Reproduce every one of the entries below word for word, keeping all lines in their original order.

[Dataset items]
════

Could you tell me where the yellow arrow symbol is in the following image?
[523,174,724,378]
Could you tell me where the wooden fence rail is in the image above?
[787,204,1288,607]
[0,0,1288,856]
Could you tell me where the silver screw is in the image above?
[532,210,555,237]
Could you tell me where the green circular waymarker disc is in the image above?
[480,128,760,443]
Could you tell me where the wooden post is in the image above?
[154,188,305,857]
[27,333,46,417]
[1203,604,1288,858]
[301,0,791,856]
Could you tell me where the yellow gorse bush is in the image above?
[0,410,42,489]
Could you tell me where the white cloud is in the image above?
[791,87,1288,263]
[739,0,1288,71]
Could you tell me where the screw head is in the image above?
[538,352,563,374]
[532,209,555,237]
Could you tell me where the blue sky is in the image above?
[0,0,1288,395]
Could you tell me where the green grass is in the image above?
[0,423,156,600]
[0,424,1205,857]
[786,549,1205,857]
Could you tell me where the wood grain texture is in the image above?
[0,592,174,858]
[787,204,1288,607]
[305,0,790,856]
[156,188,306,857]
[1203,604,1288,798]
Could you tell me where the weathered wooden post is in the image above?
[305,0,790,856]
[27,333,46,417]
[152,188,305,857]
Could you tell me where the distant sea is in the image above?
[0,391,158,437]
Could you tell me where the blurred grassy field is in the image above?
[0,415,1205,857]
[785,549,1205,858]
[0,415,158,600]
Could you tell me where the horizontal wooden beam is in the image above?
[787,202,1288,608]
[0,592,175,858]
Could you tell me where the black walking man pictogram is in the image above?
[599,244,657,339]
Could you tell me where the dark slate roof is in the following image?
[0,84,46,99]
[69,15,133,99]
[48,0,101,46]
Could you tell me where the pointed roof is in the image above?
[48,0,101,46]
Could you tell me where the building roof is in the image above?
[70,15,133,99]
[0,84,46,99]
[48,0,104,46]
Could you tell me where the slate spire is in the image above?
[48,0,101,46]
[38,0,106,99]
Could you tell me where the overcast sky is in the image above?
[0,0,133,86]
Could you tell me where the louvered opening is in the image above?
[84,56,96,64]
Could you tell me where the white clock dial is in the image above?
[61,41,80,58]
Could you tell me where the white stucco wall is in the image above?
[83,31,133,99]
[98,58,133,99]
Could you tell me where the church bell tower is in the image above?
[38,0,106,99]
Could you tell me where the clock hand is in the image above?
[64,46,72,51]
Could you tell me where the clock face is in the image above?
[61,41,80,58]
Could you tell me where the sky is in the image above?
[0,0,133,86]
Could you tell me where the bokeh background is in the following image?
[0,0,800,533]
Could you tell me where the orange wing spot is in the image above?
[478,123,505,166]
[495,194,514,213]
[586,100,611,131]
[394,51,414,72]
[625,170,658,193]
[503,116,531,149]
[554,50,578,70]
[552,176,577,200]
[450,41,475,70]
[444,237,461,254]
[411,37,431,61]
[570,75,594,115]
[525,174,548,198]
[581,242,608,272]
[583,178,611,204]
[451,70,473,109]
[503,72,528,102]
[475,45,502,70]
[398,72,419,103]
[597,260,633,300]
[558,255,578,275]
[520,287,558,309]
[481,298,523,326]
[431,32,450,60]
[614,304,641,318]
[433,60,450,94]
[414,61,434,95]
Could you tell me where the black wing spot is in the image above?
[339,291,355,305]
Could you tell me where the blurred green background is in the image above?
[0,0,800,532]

════

• _Exercise output_:
Could you tell me where the yellow arrow symbol is in the following image?
[523,174,724,378]
Could you tell me where the wooden fence rail is in the image above?
[787,204,1288,607]
[0,0,1288,856]
Could you tell me where the silver screw is in the image above?
[532,210,555,237]
Could you tell me where the green circular waymarker disc is in the image above?
[480,128,760,443]
Could you tell me where the wooden post is in the image above?
[154,188,305,857]
[27,333,46,417]
[1203,604,1288,858]
[301,0,791,856]
Could you tell me where the yellow gorse bush is in the image above?
[0,410,42,489]
Could you tell me where the white cloud is in the image above?
[791,87,1288,263]
[739,0,1288,71]
Could you tell me where the screw head is in the image above?
[538,352,563,374]
[532,209,555,237]
Could you tell me where the blue sky is in the image above?
[0,0,1288,395]
Could you tell me where the green grass is in the image above?
[0,423,156,600]
[0,424,1205,857]
[786,549,1205,857]
Could you tell me where the wood grain texture is in the image above?
[0,592,174,858]
[787,204,1288,607]
[305,0,790,856]
[156,188,306,857]
[1203,604,1288,798]
Could you tell me where the weathered wooden post is in the image above?
[305,0,790,856]
[27,333,46,417]
[152,188,305,857]
Could you tell me where the distant sea is in the image above?
[0,391,158,437]
Could you tell me where the blurred grassy field is in the image above?
[0,415,1205,857]
[785,549,1205,858]
[0,415,158,600]
Could you tell me where the horizontal wooden beam is in the image above?
[787,202,1288,608]
[0,592,175,858]
Could you tell me where the black walking man pictogram is in the image above?
[599,244,657,339]
Could you tell me where the dark slate roof is in the following image?
[0,84,46,99]
[69,15,133,99]
[48,0,101,46]
Could you tell me where the pointed roof is in the image above?
[48,0,101,46]
Could you tell me where the building roof is in the image above?
[70,15,133,99]
[0,84,46,99]
[48,0,104,46]
Could you tell me where the slate spire is in the image above?
[48,0,101,46]
[38,0,106,99]
Could you tell me where the overcast sky is in the image above?
[0,0,133,86]
Could you tell me where the louvered opening is in the image above?
[84,56,96,64]
Could you tell me where the white clock dial is in the image above?
[61,41,80,58]
Could you tell me where the white stucco wall is in the image above?
[83,31,133,99]
[98,58,133,99]
Could you tell me where the church bell tower is in the image above?
[38,0,106,99]
Could you tell me where the clock hand is in the image above?
[64,46,72,51]
Could you tell me where the clock face is in the image above?
[61,41,80,58]
Could you tell me where the sky is in the image above?
[0,0,133,86]
Could you tell me where the bokeh background is in the following image?
[0,0,800,533]
Could you tell me where the orange wing spot is in the image above?
[478,123,505,166]
[495,194,514,213]
[586,100,611,131]
[394,51,414,72]
[625,170,658,193]
[503,116,531,149]
[554,50,578,70]
[552,176,577,200]
[450,41,475,70]
[444,237,461,254]
[411,37,431,61]
[570,75,594,115]
[525,174,548,198]
[581,242,608,272]
[583,178,611,204]
[451,70,473,109]
[503,72,528,102]
[475,45,502,70]
[398,72,419,103]
[597,260,633,300]
[558,255,578,275]
[520,287,558,309]
[481,298,523,326]
[431,32,450,60]
[614,304,641,318]
[433,60,450,94]
[414,61,434,95]
Could you tell me where the black wing spot is in the image above?
[339,291,355,305]
Could you tell me where the blurred green background is in the image above?
[0,0,800,532]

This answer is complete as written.